=== The data ===

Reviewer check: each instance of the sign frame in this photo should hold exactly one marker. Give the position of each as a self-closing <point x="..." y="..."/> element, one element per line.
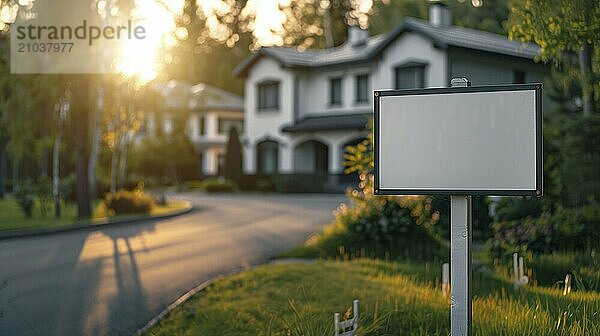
<point x="536" y="87"/>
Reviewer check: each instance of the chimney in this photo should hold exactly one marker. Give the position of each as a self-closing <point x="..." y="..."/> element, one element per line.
<point x="439" y="14"/>
<point x="357" y="36"/>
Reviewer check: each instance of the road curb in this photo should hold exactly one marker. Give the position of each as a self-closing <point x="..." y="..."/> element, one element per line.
<point x="201" y="287"/>
<point x="94" y="225"/>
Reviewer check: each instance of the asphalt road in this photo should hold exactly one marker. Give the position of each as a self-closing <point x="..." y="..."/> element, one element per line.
<point x="113" y="280"/>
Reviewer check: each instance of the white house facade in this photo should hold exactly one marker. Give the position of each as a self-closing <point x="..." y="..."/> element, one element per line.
<point x="211" y="113"/>
<point x="302" y="108"/>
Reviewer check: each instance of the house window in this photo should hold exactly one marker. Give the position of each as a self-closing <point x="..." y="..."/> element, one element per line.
<point x="201" y="125"/>
<point x="267" y="157"/>
<point x="225" y="125"/>
<point x="518" y="77"/>
<point x="362" y="88"/>
<point x="268" y="95"/>
<point x="410" y="76"/>
<point x="335" y="91"/>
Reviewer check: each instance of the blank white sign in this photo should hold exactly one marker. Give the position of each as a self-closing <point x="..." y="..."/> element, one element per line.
<point x="468" y="142"/>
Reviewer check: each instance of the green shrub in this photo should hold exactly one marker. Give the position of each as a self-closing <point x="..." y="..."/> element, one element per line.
<point x="193" y="185"/>
<point x="129" y="202"/>
<point x="264" y="185"/>
<point x="550" y="269"/>
<point x="220" y="184"/>
<point x="564" y="230"/>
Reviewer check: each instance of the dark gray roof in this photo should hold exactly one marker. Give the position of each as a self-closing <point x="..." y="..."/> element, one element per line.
<point x="442" y="36"/>
<point x="354" y="121"/>
<point x="180" y="94"/>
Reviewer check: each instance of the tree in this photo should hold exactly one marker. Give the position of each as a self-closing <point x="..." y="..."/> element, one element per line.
<point x="80" y="111"/>
<point x="562" y="27"/>
<point x="233" y="157"/>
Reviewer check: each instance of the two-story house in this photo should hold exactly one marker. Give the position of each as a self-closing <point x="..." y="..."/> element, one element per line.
<point x="302" y="108"/>
<point x="210" y="112"/>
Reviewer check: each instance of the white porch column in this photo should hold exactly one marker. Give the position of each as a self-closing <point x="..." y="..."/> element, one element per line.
<point x="335" y="157"/>
<point x="249" y="158"/>
<point x="286" y="153"/>
<point x="210" y="162"/>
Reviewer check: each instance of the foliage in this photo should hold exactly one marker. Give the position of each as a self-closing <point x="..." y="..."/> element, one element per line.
<point x="395" y="299"/>
<point x="550" y="269"/>
<point x="129" y="202"/>
<point x="556" y="26"/>
<point x="25" y="200"/>
<point x="561" y="28"/>
<point x="580" y="169"/>
<point x="219" y="184"/>
<point x="565" y="229"/>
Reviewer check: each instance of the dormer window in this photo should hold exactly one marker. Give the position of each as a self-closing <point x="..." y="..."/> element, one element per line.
<point x="268" y="95"/>
<point x="410" y="75"/>
<point x="362" y="88"/>
<point x="335" y="91"/>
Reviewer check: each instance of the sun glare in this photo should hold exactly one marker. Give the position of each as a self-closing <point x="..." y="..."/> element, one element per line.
<point x="140" y="59"/>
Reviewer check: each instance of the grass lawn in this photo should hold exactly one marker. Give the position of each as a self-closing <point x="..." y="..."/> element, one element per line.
<point x="395" y="299"/>
<point x="12" y="218"/>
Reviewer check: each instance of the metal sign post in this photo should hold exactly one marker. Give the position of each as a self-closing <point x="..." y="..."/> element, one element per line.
<point x="460" y="265"/>
<point x="487" y="138"/>
<point x="460" y="256"/>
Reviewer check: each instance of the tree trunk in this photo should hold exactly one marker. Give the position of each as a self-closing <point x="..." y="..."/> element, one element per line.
<point x="123" y="159"/>
<point x="56" y="172"/>
<point x="15" y="174"/>
<point x="115" y="153"/>
<point x="587" y="81"/>
<point x="328" y="29"/>
<point x="3" y="169"/>
<point x="98" y="117"/>
<point x="80" y="110"/>
<point x="44" y="152"/>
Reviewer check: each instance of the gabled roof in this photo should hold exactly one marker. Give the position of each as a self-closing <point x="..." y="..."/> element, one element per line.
<point x="180" y="94"/>
<point x="353" y="121"/>
<point x="442" y="36"/>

===

» Problem requirements:
Quote only the lines from the one containing "Reviewer check: each instance of the grass" through the final line of the records, with both ends included.

» Result:
Reviewer check: each instance of the grass lawn in this photo should hold exactly one marker. Give the position of each as a self-closing <point x="..." y="..."/> element, one element per line.
<point x="395" y="299"/>
<point x="12" y="218"/>
Reviewer check: each instance of the metal sign post in this photo should hold exactly one marker. Give the position of each as a self-closing <point x="..." y="..."/> element, one element per line.
<point x="460" y="265"/>
<point x="487" y="138"/>
<point x="460" y="256"/>
Reviewer check: each instance of the tree trunk in this photo should hold exactly one marker. Give the position of each as a self-closing <point x="..." y="..."/> element, one element per line.
<point x="123" y="159"/>
<point x="56" y="172"/>
<point x="15" y="174"/>
<point x="115" y="153"/>
<point x="587" y="81"/>
<point x="328" y="29"/>
<point x="3" y="169"/>
<point x="98" y="117"/>
<point x="80" y="110"/>
<point x="44" y="152"/>
Reviewer check: each instance of the gabled roof in this photo should hold exactly one marker. Give the position of each as a self-closing <point x="..." y="..."/> element, one element per line.
<point x="180" y="94"/>
<point x="353" y="121"/>
<point x="442" y="36"/>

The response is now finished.